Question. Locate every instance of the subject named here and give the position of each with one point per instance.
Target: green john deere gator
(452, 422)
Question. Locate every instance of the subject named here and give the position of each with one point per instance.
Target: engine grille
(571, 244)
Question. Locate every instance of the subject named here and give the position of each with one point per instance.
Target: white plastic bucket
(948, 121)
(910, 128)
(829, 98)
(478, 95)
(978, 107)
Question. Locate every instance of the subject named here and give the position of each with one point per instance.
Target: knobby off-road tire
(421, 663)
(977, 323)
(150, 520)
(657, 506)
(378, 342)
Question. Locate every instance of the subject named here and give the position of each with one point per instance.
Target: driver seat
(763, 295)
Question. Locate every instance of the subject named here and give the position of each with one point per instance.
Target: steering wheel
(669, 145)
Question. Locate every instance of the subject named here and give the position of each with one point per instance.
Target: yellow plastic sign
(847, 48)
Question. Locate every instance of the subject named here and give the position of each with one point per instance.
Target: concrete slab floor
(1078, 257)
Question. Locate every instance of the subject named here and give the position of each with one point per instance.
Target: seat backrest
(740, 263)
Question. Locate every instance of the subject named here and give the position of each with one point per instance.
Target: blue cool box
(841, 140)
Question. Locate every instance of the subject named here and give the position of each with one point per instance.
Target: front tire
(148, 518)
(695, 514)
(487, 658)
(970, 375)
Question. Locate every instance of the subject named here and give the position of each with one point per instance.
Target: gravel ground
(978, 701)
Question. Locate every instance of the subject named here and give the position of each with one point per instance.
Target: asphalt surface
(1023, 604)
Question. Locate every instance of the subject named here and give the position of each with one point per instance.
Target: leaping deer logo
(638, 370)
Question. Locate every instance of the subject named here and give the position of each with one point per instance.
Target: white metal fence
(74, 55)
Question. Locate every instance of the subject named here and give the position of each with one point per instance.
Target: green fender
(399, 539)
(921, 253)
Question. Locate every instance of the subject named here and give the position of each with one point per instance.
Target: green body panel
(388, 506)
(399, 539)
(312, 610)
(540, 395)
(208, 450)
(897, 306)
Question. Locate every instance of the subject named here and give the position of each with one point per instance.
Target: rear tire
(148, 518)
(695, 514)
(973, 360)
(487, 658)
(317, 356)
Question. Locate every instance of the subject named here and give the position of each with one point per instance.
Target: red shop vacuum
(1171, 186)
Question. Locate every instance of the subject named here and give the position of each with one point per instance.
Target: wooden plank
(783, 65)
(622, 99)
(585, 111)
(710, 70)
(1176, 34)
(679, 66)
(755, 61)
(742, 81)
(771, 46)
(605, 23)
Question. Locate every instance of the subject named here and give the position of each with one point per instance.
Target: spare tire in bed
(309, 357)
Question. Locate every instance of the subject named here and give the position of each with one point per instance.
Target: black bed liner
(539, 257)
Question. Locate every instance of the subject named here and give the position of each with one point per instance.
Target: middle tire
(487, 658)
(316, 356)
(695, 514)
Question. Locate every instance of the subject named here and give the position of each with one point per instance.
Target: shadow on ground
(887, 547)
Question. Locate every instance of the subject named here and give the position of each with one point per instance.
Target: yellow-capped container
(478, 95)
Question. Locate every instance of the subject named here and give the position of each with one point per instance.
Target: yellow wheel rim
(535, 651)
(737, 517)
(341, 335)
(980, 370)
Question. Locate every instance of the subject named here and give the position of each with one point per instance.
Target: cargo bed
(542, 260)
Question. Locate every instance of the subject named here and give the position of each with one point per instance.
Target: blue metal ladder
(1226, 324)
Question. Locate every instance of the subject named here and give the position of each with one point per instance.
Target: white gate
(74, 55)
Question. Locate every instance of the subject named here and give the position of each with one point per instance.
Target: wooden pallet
§
__Problem to solve__. Using the data above, repeat every line exactly.

__Answer to this exercise__.
Question. Locate every instance of the subject named here and give the position of each with one point per instance.
Target: green john deere gator
(452, 422)
Question. Locate every instance of the subject named here and give the position of each with one point per instance.
Target: engine grille
(571, 244)
Question. Locate every instance of the subject named here and give the position of each with one point per instance.
Target: white plastic bucket
(948, 121)
(910, 128)
(829, 98)
(478, 95)
(978, 107)
Question. Locate every instance of the subject named here and give the position of each with one point per instance.
Target: knobby off-road tire
(421, 663)
(977, 323)
(150, 520)
(657, 506)
(378, 342)
Question. Locate every instance of the subject named here and give the position of each with one point per instance.
Target: driver seat
(763, 295)
Question. Locate every instance of the subject named here and give the position of each with one point per instance.
Target: steering wheel
(669, 145)
Question. Locate every instance of the subject named here and give the position of each with one point per instance.
Target: yellow plastic sign
(847, 48)
Question. Locate every instance of the subject named here and give the position of each with one point per instance.
Target: concrete slab floor
(1078, 257)
Question. Locate every instance of the subject named here and give the position of each with one point per instance.
Target: seat backrest
(740, 263)
Question. Locate every instance of the subject named here and give the position of each with one point per instance.
Target: blue cool box
(841, 140)
Question. Locate every instance of the subject named here and give the position of each with one point per instance.
Target: front tire
(148, 518)
(695, 514)
(487, 658)
(970, 375)
Question. Locate every instance of the subject named here and give the position of each with one point per instance.
Target: gravel ground
(978, 701)
Question. Locate every instance of the subject named here and give the position of each with one point per instance.
Target: asphalt surface
(1023, 604)
Question. Locate every instance of the subject named here and give the position of each with one point per instance.
Target: leaping deer logo
(638, 370)
Question. Locate every instance of the subject named here and give the position of each with one point per instance.
Target: white metal fence
(74, 55)
Question. Locate every instance of the subject named here and give the position of each with one point per instance.
Target: green fender
(399, 539)
(921, 253)
Question. Locate every instance of the subject named here and give the position of each with one point per instance.
Target: green body panel
(388, 506)
(399, 539)
(312, 610)
(540, 395)
(208, 450)
(897, 306)
Question. Locate every instance of the subject named here and give the position of each with one point per instance.
Target: rear tire
(148, 518)
(695, 514)
(973, 360)
(487, 658)
(317, 356)
Question. Locate every instance of the subject named here and give the position of each with one point per instance.
Target: red shop vacuum
(1171, 186)
Question. Locate every instance of the subject named here and give the position of each with one point per instance.
Target: wooden plank
(783, 65)
(622, 99)
(585, 111)
(710, 70)
(1176, 34)
(679, 66)
(755, 61)
(742, 81)
(771, 46)
(605, 23)
Question. Locate every instance of the subject named here and give the position of each with one point per instance.
Target: spare tire in bed
(309, 357)
Question. Locate every instance of the subject named here and give the position of each with one point per instance.
Target: black bed liner
(539, 257)
Question. Locate every instance of the subject named here and give the position of each with one point per instance.
Target: middle tire
(487, 658)
(316, 356)
(695, 514)
Question. Locate every instance of the subject named here and give the position of each with one point per instance.
Target: shadow on ground
(887, 547)
Question. Locate every instance of the subject named here and give the position of each with one point per instance.
Target: yellow-capped container
(478, 95)
Question. Locate every instance of the subject named here and give the position of each with one point per instance.
Target: yellow wheel rim
(535, 651)
(737, 517)
(341, 335)
(980, 370)
Question. Locate every instance of the subject named here and give the position of each with one point per instance.
Target: cargo bed
(542, 260)
Question. Locate every instance of the subject named here and give the position of each with one point per instance.
Target: blue metal ladder
(1226, 324)
Question. Locate every instance of the subject named here and give the position of each with one point per instance.
Target: white gate
(74, 55)
Question. Locate every instance of the subject named here and give the position of each with one point per instance.
Target: wooden pallet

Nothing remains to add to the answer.